[Page]
● ● ● ●
Greenhalgh and colleagues have adapted existing [133] principles for managing complexity, so that they are relevant to the development of a Learning Health [134] System. They suggest that teams:

Acknowledge unpredictability: Designers of interventions should contemplate multiple plausible futures. Implementation teams should tailor designs to the local context and view surprises as opportunities.

Recognise self-organisation: Designers should expect their designs to be modified, perhaps extensively, as they are taken up in different settings; implementation teams should actively capture data and feed it into the adaptation process.

Facilitate interdependencies: Designers should develop methods to assess the nature and strength of interdependencies; implementation teams should attend to these relationships, reinforcing existing ones where appropriate and facilitating new ones.

Encourage sensemaking: Designers should build focused experimentation into their designs; implementation teams should encourage participants to ask questions, admit ignorance, explore paradoxes, exchange different viewpoints, and reflect collectively.
● ● ● ●
[Supplied information]
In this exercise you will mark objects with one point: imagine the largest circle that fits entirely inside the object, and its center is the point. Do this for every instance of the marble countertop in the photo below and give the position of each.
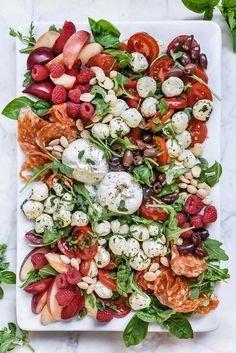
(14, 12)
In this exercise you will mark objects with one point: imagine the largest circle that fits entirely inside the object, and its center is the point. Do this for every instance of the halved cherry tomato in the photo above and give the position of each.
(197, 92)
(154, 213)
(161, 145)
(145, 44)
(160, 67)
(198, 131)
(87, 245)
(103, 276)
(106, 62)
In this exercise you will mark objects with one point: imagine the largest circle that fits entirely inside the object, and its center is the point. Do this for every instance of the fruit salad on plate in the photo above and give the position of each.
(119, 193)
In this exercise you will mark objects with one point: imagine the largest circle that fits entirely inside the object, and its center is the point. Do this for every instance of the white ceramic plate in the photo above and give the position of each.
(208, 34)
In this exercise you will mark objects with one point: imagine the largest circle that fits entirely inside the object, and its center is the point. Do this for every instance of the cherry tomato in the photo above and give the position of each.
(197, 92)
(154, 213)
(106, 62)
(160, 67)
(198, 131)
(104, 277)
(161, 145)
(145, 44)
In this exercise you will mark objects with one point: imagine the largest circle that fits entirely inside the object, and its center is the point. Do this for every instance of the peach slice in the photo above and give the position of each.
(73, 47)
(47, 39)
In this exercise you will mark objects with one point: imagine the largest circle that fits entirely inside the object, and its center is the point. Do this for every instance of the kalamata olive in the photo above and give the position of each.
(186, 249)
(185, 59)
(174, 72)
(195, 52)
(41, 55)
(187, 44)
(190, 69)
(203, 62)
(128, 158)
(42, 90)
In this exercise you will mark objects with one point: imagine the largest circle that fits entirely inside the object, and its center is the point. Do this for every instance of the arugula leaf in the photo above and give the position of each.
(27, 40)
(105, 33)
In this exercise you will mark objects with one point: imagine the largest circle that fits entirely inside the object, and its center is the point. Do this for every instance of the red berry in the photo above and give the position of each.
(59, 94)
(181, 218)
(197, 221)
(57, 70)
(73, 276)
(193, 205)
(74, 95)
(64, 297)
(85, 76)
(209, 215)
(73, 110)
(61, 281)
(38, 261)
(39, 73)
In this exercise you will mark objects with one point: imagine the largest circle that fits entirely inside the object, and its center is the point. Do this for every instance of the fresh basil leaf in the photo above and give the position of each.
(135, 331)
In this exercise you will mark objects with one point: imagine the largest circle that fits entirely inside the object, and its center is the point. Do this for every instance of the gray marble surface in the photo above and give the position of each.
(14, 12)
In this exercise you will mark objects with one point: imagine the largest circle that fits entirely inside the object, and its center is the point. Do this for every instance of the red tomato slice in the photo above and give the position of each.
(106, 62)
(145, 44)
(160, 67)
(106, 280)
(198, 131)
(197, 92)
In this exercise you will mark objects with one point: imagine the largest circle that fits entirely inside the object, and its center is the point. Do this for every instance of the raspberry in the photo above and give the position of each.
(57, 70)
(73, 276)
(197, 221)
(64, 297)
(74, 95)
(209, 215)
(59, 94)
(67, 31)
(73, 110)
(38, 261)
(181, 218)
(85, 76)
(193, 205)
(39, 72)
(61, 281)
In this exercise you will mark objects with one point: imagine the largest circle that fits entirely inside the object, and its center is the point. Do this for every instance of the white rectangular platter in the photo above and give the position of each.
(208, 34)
● ● ● ●
[What the task asks] Proceed with the passage on managing complexity in a Learning Health System, picking up right after its final sentence.

[Expected answer]
Develop adaptive capability in staff: Individuals should be trained not merely to complete tasks as directed but to tinker with technologies and processes and make judgments when faced with incomplete or ambiguous data.

Attend to human relationships: People must work together to embed innovation, solving emergent problems using give-and-take and “muddling through”. Harness conflict productively: There is rarely a single, correct way to tackle a complex problem, so look upon conflicting perspectives as the raw ingredients for multifaceted solutions.